## [What this task involves]
Copy out the final stretch of the listing: the line that contains "Circle every beetle" and all lines after it, exactly as they appear.

■ ■ ■ ■

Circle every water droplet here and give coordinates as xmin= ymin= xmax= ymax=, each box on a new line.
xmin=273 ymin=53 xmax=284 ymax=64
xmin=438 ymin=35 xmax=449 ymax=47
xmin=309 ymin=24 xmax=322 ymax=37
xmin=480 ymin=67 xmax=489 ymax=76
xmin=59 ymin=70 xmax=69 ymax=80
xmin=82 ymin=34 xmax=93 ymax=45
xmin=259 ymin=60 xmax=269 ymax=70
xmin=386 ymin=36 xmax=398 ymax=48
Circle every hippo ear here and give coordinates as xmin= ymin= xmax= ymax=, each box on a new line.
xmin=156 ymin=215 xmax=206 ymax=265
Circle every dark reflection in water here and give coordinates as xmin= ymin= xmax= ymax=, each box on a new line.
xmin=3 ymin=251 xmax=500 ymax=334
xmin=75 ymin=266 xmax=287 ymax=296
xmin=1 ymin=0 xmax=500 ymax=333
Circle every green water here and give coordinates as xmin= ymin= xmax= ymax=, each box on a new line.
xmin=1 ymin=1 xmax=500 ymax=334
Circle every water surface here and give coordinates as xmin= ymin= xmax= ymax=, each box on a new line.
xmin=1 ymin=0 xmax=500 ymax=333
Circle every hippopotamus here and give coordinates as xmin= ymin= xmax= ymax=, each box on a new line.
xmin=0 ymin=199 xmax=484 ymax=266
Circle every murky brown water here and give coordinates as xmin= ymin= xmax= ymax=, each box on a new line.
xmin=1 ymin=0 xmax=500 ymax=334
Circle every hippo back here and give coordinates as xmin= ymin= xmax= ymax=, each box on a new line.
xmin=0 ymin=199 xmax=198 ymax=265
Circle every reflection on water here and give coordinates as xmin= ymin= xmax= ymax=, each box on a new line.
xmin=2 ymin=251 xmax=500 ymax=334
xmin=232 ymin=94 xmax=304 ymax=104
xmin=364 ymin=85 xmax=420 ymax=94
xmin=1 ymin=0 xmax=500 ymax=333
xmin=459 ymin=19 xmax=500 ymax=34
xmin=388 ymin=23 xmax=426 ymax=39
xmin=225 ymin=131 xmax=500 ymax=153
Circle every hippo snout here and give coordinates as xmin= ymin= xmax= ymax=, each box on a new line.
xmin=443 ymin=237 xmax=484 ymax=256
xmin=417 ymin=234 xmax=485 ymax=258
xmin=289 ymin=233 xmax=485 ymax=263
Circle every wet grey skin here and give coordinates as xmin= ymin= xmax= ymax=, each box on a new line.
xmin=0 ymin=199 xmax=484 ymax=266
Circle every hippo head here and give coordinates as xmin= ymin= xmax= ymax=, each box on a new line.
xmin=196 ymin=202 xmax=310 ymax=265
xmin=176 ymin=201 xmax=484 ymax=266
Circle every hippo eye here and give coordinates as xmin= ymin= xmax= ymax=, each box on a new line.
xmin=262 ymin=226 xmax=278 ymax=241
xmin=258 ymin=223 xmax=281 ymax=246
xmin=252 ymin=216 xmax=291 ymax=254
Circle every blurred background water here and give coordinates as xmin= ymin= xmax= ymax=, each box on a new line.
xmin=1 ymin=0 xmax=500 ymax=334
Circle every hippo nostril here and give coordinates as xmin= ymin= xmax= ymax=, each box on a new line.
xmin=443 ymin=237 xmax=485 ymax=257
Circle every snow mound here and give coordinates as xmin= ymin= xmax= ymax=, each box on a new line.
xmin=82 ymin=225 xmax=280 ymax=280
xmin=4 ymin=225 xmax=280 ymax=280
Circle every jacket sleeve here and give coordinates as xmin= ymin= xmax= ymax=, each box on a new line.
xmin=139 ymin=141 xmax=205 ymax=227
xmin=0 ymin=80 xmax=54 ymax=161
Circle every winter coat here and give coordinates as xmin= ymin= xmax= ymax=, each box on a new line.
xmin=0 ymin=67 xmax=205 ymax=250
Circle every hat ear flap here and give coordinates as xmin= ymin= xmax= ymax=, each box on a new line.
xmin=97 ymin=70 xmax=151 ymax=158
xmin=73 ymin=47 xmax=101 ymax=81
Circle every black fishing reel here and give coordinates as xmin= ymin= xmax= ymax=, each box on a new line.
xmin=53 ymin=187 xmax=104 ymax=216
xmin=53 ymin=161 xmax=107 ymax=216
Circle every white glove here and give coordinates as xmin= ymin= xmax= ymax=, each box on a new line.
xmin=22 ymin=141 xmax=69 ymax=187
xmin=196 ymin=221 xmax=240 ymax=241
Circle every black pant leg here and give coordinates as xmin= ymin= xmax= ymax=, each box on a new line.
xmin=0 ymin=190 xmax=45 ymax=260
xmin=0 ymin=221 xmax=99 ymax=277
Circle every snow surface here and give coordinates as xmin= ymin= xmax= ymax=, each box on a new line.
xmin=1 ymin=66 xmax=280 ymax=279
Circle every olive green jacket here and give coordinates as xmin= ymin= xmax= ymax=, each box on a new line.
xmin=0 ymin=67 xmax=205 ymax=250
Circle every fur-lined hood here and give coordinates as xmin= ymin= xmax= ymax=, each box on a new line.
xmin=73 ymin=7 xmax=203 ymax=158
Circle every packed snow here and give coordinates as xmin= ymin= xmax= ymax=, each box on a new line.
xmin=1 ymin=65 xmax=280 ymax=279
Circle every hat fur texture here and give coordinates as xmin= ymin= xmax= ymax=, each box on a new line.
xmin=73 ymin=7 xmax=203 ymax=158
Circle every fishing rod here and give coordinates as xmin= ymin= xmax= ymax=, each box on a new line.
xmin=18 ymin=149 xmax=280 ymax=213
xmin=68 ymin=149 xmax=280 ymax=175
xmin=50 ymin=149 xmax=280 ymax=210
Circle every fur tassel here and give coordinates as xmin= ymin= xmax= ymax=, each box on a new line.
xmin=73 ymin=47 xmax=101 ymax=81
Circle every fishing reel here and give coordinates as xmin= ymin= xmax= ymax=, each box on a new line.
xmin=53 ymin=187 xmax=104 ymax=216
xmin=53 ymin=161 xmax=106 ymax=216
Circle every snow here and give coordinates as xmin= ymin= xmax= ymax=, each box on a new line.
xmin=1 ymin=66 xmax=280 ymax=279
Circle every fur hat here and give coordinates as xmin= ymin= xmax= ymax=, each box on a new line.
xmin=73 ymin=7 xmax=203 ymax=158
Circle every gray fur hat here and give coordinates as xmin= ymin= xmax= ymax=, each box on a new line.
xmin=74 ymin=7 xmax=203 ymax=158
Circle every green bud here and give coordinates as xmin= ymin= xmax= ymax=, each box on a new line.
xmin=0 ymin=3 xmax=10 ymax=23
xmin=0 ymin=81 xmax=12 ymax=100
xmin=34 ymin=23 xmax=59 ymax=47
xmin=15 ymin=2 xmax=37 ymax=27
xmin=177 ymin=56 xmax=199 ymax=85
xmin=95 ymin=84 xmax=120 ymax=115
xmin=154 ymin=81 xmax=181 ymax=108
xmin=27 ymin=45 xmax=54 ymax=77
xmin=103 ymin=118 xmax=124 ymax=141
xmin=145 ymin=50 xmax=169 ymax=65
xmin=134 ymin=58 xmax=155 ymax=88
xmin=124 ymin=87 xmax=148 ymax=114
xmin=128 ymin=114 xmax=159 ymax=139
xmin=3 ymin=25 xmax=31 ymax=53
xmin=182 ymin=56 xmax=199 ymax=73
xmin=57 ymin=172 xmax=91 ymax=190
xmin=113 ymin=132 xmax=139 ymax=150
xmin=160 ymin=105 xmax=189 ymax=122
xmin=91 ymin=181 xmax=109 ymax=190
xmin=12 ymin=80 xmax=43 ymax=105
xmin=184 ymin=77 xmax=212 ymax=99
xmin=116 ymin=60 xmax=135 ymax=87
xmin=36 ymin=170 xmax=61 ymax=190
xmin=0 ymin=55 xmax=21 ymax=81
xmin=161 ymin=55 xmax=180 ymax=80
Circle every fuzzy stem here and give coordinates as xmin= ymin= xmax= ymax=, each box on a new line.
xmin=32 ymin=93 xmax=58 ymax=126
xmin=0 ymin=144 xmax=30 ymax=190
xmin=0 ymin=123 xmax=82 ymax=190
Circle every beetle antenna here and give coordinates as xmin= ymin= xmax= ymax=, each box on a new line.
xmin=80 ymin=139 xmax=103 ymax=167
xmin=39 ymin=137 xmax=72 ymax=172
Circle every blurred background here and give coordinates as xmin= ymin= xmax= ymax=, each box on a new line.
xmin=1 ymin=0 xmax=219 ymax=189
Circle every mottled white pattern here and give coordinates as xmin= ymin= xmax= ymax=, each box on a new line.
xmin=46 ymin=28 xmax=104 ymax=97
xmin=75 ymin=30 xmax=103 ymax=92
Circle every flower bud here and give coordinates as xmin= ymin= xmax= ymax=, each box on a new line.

■ ■ ■ ■

## [Result of the task]
Circle every beetle antenna here and give coordinates as xmin= ymin= xmax= ymax=, each box on a new line.
xmin=80 ymin=139 xmax=103 ymax=167
xmin=39 ymin=137 xmax=72 ymax=172
Circle every blurred background here and give coordinates as xmin= ymin= xmax= ymax=, each box on a new line.
xmin=1 ymin=0 xmax=219 ymax=189
Circle every mottled white pattern here and give coordinates as xmin= ymin= xmax= ymax=, each box on a new line.
xmin=46 ymin=28 xmax=104 ymax=97
xmin=75 ymin=30 xmax=103 ymax=92
Circle every flower bud here and give coordinates as xmin= ymin= xmax= ymax=, each box on a new line.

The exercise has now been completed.